[Records drawn from a dataset]

--- START ---

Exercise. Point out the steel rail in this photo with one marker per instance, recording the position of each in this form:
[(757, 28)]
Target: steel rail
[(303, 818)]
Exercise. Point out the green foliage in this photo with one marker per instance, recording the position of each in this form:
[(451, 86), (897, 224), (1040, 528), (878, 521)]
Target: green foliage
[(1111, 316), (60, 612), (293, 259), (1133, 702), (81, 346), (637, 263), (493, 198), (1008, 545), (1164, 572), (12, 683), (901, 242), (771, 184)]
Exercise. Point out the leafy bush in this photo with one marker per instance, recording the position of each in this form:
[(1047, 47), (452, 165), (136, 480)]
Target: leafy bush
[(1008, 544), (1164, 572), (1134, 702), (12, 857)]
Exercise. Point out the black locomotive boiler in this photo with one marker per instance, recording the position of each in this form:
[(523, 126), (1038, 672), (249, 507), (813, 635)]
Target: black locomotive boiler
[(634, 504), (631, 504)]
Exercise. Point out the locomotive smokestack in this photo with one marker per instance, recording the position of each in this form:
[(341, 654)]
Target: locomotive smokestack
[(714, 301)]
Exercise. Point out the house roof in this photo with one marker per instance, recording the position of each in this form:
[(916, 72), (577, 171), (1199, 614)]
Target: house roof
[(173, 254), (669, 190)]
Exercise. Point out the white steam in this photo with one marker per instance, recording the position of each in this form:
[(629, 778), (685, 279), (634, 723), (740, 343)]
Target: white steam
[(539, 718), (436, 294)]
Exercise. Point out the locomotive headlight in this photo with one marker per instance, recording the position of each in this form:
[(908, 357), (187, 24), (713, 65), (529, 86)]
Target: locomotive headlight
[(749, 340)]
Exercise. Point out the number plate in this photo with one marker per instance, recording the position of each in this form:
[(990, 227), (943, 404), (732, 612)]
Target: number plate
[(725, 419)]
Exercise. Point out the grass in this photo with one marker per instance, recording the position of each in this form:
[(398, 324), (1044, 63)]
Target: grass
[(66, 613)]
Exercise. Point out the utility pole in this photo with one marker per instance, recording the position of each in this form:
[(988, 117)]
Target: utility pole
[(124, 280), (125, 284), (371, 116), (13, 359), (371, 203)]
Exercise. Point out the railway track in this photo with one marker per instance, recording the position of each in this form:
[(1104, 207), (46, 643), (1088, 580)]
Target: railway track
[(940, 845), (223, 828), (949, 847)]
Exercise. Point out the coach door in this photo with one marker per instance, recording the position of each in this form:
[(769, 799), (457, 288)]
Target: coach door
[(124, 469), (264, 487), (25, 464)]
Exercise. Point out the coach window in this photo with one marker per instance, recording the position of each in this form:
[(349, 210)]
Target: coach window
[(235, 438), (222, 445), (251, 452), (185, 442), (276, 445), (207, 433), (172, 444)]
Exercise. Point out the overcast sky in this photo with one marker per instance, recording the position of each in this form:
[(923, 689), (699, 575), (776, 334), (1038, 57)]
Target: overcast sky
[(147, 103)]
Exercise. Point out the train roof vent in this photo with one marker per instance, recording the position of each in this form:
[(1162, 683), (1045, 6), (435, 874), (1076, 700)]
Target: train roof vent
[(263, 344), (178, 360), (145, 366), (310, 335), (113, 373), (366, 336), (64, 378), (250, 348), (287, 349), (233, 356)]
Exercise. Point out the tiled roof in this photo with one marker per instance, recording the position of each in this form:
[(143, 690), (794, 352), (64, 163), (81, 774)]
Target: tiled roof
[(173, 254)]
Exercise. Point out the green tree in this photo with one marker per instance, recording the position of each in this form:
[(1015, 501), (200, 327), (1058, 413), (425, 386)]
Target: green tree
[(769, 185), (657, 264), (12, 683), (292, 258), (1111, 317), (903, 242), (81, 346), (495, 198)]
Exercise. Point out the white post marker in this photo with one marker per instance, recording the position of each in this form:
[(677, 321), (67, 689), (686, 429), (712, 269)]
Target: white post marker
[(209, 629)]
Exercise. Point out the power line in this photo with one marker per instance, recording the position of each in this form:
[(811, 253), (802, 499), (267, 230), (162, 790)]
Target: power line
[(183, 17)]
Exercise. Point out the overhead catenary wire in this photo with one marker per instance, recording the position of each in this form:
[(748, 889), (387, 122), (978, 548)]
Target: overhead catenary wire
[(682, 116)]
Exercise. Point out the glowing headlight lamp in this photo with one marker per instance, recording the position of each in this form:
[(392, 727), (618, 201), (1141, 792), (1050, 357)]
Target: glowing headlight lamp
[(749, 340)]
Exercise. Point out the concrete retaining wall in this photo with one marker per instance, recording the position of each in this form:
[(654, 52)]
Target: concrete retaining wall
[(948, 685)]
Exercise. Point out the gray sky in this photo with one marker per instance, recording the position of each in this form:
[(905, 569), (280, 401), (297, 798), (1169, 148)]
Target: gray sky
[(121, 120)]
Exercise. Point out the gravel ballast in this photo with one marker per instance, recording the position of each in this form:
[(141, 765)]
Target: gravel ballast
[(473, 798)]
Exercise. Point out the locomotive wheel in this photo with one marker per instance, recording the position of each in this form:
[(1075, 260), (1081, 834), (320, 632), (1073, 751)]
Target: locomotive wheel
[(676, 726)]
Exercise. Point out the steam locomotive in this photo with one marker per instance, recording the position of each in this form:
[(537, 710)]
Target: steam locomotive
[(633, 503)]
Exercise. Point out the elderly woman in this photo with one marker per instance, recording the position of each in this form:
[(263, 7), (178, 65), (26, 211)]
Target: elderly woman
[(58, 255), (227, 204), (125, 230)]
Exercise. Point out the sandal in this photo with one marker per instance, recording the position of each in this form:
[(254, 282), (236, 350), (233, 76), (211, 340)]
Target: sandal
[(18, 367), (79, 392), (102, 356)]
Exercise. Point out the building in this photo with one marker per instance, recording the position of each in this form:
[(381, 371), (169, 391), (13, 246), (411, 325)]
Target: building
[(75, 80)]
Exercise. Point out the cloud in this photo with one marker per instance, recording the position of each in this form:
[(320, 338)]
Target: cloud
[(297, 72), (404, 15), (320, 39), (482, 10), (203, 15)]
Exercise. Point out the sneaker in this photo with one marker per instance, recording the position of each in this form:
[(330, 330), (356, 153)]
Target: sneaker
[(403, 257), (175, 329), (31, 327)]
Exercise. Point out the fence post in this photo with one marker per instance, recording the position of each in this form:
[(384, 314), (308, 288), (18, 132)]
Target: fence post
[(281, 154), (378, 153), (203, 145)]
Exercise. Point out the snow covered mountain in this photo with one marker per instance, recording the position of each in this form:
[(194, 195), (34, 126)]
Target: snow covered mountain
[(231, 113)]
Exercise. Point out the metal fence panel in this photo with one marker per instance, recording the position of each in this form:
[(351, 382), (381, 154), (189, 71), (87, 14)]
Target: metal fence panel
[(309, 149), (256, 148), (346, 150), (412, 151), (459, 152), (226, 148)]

--- END ---

• The task: Please output all of the entries without changing a single character.

• Expected output:
Exercise. Point out the steel rail in this photo with one marker per instance, recording the position of each in this form:
[(757, 28)]
Target: steel rail
[(303, 818)]
Exercise. Point out the green foliage in this photo with one marker per instance, recording the position of each in this form:
[(451, 86), (897, 224), (1040, 528), (878, 521)]
Target: green foliage
[(1111, 316), (60, 612), (293, 259), (1133, 702), (81, 346), (637, 263), (493, 198), (1008, 545), (1164, 572), (12, 683), (901, 242), (771, 184)]
Exercise. Point out the leafy bush in this photo with one marker per instance, recording the position of each in this form:
[(1047, 47), (452, 165), (136, 480)]
Target: leafy bush
[(1008, 544), (1164, 572), (1134, 702), (12, 857)]
Exercise. Point out the black locomotive boiler in this photo with one marker per instance, recording the position of each in this form:
[(523, 126), (1038, 672), (249, 507), (813, 635)]
Target: black locomotive boiler
[(634, 504), (631, 504)]
Exercise. Point out the locomotive smokestack in this photo with one marker per instance, recording the position of each in this form:
[(341, 654)]
Target: locomotive smokestack
[(714, 301)]
Exercise. Point out the house roof in this photo with one marker per instance, recording the position of each in this form:
[(916, 72), (577, 171), (1199, 614)]
Target: house roof
[(173, 254), (669, 190)]
Exercise. Point out the white steam in this photo with one marker per instance, recording the position of each in this form:
[(629, 778), (685, 279), (634, 723), (740, 343)]
Target: white steam
[(539, 718), (436, 294)]
Exercise. Point out the locomotive headlight in this photo with one marker per instance, recording the position of each in this form:
[(908, 357), (187, 24), (713, 65), (529, 86)]
Target: locomotive headlight
[(749, 340)]
Exercise. Point out the number plate in this photo with one marker per instance, recording the position of each in this form:
[(990, 227), (943, 404), (732, 612)]
Target: number plate
[(725, 419)]
Exercise. Point out the grass in this photo with one marker per instance, recording the position of each in this form:
[(398, 324), (1044, 63)]
Target: grass
[(66, 613)]
Exercise. Point out the utility pole in this photo with one marker per instance, recording the position of each in this form:
[(988, 117)]
Target: utility pole
[(124, 280), (125, 284), (371, 116), (13, 359), (371, 203)]
Exercise. Point out the railway track in this photo with one marker per instance, recording the position of each in this form:
[(1104, 207), (46, 643), (1088, 580)]
Target: railway track
[(940, 845), (223, 828), (949, 847)]
Exercise. Point out the coach door in this photo with one marker per instance, recording the position of each in this form:
[(769, 799), (457, 288)]
Target: coach door
[(124, 469), (264, 487), (25, 464)]
Exercise. Point out the coach window in this photo with one marker per instance, recording the position of each in this form:
[(349, 210)]
Target: coach window
[(235, 438), (222, 445), (251, 452), (185, 442), (276, 445), (207, 433), (172, 444)]
Exercise. Point out the overcast sky in this photo with one marker per instance, recording the position of each in this form:
[(923, 689), (699, 575), (776, 334), (1038, 57)]
Target: overcast sky
[(147, 103)]
Exercise. Point out the train roof vent in this photo with one marker per instance, recording the position of each in this form:
[(1162, 683), (1045, 6), (435, 874), (1076, 700)]
Target: train roof vent
[(263, 344), (178, 360), (145, 366), (310, 335), (113, 373), (366, 336), (64, 378), (250, 348), (287, 349), (233, 356)]
Exercise. Point out the tiled roof in this photo with one marker per instance, recording the position of each in this form:
[(143, 690), (794, 352), (64, 163), (81, 774)]
Target: tiled roof
[(173, 254)]
Exercise. Point out the green tree in this photo with one marker per instance, recording the position of each in this form:
[(1015, 501), (200, 327), (1058, 413), (425, 386)]
Target: green tree
[(769, 185), (657, 264), (12, 683), (292, 258), (1111, 317), (903, 242), (81, 346), (495, 198)]
Exercise. Point out the white post marker in this photo with one marker per instance, recording the position of each in this form:
[(677, 321), (67, 689), (686, 429), (712, 269)]
Target: white post marker
[(209, 629)]
Exercise. Point out the power line in this photo with one marker per instance, recording the position of each in this form:
[(811, 253), (802, 499), (267, 230), (162, 790)]
Target: power line
[(183, 17)]
Exercise. Point out the overhead catenary wire in this photo with one marker per instance, recording the position of each in this form:
[(748, 889), (387, 122), (978, 548)]
Target: overhead catenary wire
[(682, 116)]
Exercise. Point out the glowing headlight lamp in this photo with one marker per instance, recording the position of each in this form:
[(392, 727), (618, 201), (1141, 792), (1050, 357)]
Target: glowing headlight lamp
[(749, 340)]
Exercise. Point out the concrete retaining wall in this photo with one marker per instance, recording the position of each in this form:
[(654, 52)]
Target: concrete retaining wall
[(948, 685)]
Exercise. Point out the gray sky in this photo with one marker per instance, recording the position of each in this form:
[(905, 569), (280, 401), (297, 798), (1169, 148)]
Target: gray sky
[(121, 120)]
Exercise. Point out the gravel ballast in this photo with one marker per instance, recording the position of each in this form:
[(141, 765)]
Target: gravel ballast
[(473, 798)]
Exercise. Point out the locomotive wheel in this photo with one marker per instance, recording the position of each in this form:
[(1075, 260), (1081, 834), (320, 632), (1073, 751)]
Target: locomotive wheel
[(676, 726)]
Exercise. Point out the steam locomotive in this photo with one marker per instance, recording the position of each in this form:
[(537, 710)]
Target: steam locomotive
[(633, 503)]
Exercise. Point out the elderly woman in this photo with one marker per instance, recording the position of each in this form:
[(263, 7), (178, 65), (26, 211)]
Target: elderly woman
[(58, 255), (227, 204), (125, 230)]
Exercise. Point out the sandal in this photo with one marker per instance, recording the position of each in this form:
[(254, 282), (236, 350), (233, 76), (211, 340)]
Target: sandal
[(18, 367), (79, 392), (102, 356)]
Exercise. Point out the building in this photo with one marker per instance, recording the position of each in this form:
[(381, 371), (169, 391), (13, 246), (411, 325)]
Target: building
[(75, 80)]
Exercise. Point out the cloud in this photo with one marker per instance, recording the position of each in this form:
[(320, 338)]
Target: cloud
[(297, 72), (404, 15), (320, 39), (482, 10), (203, 15)]
Exercise. Point out the sneaker in this photo with one marker per instance, recording the position of each in this form:
[(330, 330), (356, 153)]
Target: sneaker
[(403, 257), (175, 329), (31, 327)]
Exercise. Point out the fence post in this photo with one marker per instance, recording the position of each in this form:
[(384, 314), (308, 288), (18, 132)]
Target: fence post
[(281, 154), (378, 153), (203, 145)]
Exercise. Point out the snow covered mountain in this photo with one marker per instance, recording the position of each in this form:
[(194, 195), (34, 126)]
Target: snow covered mountain
[(231, 113)]
Exercise. Point out the metal fence panel in this photo with one marker per instance, recording the position of each in this form:
[(351, 382), (381, 154), (189, 71), (87, 14)]
Target: metal fence panel
[(309, 149), (256, 148), (346, 150), (412, 151), (459, 152), (226, 148)]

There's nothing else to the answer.